Task brief » In the copy, keep every word of the data below and none of its pictures.

[[ Provided records, beginning ]]

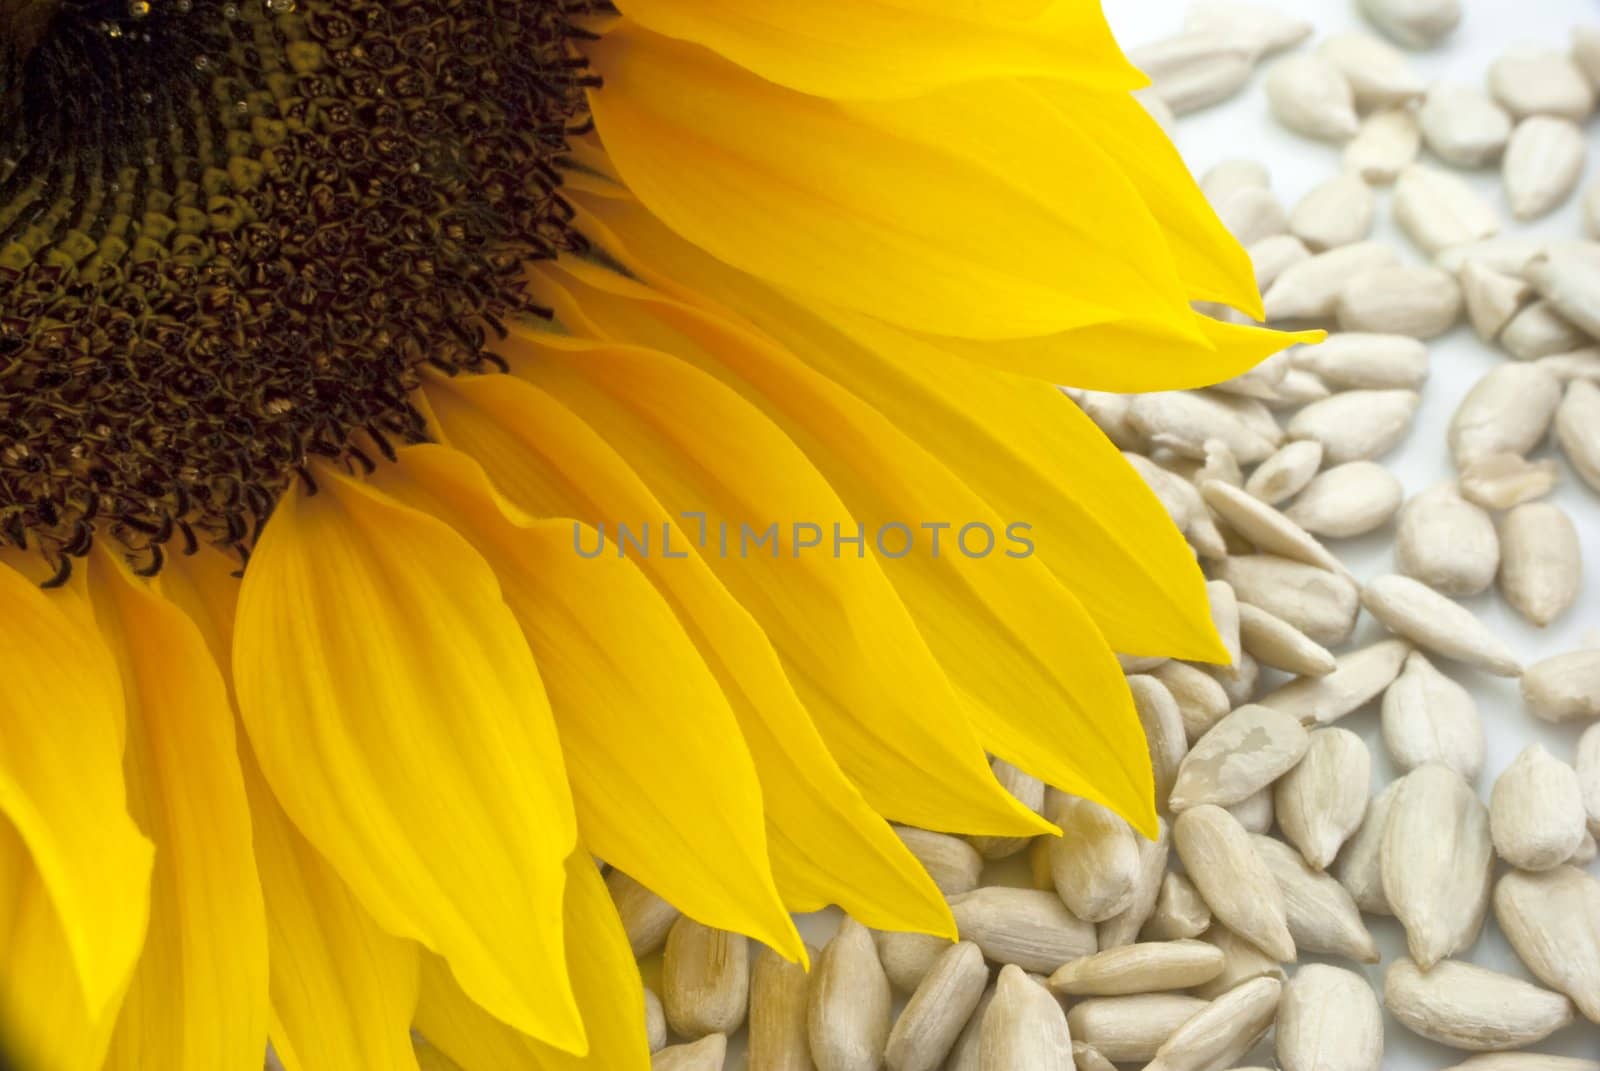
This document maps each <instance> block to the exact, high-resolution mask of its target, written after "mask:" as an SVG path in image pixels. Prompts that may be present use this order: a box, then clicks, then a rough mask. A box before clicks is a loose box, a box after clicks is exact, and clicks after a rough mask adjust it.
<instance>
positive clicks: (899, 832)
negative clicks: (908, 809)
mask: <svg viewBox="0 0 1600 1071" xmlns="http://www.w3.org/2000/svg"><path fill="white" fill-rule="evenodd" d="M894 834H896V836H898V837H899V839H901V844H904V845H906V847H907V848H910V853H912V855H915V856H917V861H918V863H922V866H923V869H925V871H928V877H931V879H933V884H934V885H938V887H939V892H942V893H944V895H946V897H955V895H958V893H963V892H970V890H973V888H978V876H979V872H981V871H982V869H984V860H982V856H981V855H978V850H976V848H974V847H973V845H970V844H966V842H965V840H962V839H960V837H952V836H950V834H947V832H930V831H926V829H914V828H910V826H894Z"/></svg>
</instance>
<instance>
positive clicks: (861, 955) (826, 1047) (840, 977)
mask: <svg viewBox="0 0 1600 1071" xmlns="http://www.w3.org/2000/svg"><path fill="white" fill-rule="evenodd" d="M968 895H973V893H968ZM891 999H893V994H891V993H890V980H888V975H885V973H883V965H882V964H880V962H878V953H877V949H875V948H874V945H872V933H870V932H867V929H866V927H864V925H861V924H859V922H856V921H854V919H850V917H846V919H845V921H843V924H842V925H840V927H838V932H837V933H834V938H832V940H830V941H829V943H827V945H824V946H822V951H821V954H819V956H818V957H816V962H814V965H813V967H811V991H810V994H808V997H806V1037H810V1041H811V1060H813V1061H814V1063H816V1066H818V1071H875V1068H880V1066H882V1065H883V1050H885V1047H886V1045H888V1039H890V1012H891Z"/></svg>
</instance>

[[ Provided records, end ]]

Written solution »
This document maps each <instance> block to the exact, high-resolution mask of its target, written after "mask:" as an SVG path in image pixels. Prompts that may be present use this order: a box, then clicks, then a rough mask. A box before clicks is a loose box, a box after clicks is exact, and clicks after a rough mask adjust it.
<instance>
positive clicks: (899, 832)
negative clicks: (908, 809)
mask: <svg viewBox="0 0 1600 1071" xmlns="http://www.w3.org/2000/svg"><path fill="white" fill-rule="evenodd" d="M894 834H896V836H898V837H899V839H901V844H904V845H906V847H907V848H910V853H912V855H915V856H917V861H918V863H922V866H923V869H925V871H928V877H931V879H933V884H934V885H938V887H939V892H942V893H944V895H946V897H955V895H958V893H963V892H970V890H973V888H978V876H979V872H981V871H982V869H984V860H982V856H981V855H978V850H976V848H974V847H973V845H970V844H966V842H965V840H962V839H960V837H952V836H950V834H947V832H930V831H926V829H914V828H910V826H894Z"/></svg>
</instance>
<instance>
positive clicks: (861, 955) (826, 1047) (840, 977)
mask: <svg viewBox="0 0 1600 1071" xmlns="http://www.w3.org/2000/svg"><path fill="white" fill-rule="evenodd" d="M968 895H973V893H968ZM891 999H893V994H891V993H890V980H888V975H885V973H883V965H882V964H880V962H878V953H877V949H875V948H874V945H872V933H870V932H867V929H866V927H864V925H861V924H859V922H856V921H854V919H850V917H846V919H845V921H843V924H842V925H840V927H838V932H837V933H834V938H832V940H830V941H829V943H827V945H824V946H822V951H821V954H819V956H818V957H816V962H814V965H813V967H811V991H810V994H808V997H806V1037H810V1041H811V1060H813V1061H814V1063H816V1066H818V1071H875V1068H880V1066H882V1065H883V1050H885V1047H886V1045H888V1039H890V1012H891Z"/></svg>
</instance>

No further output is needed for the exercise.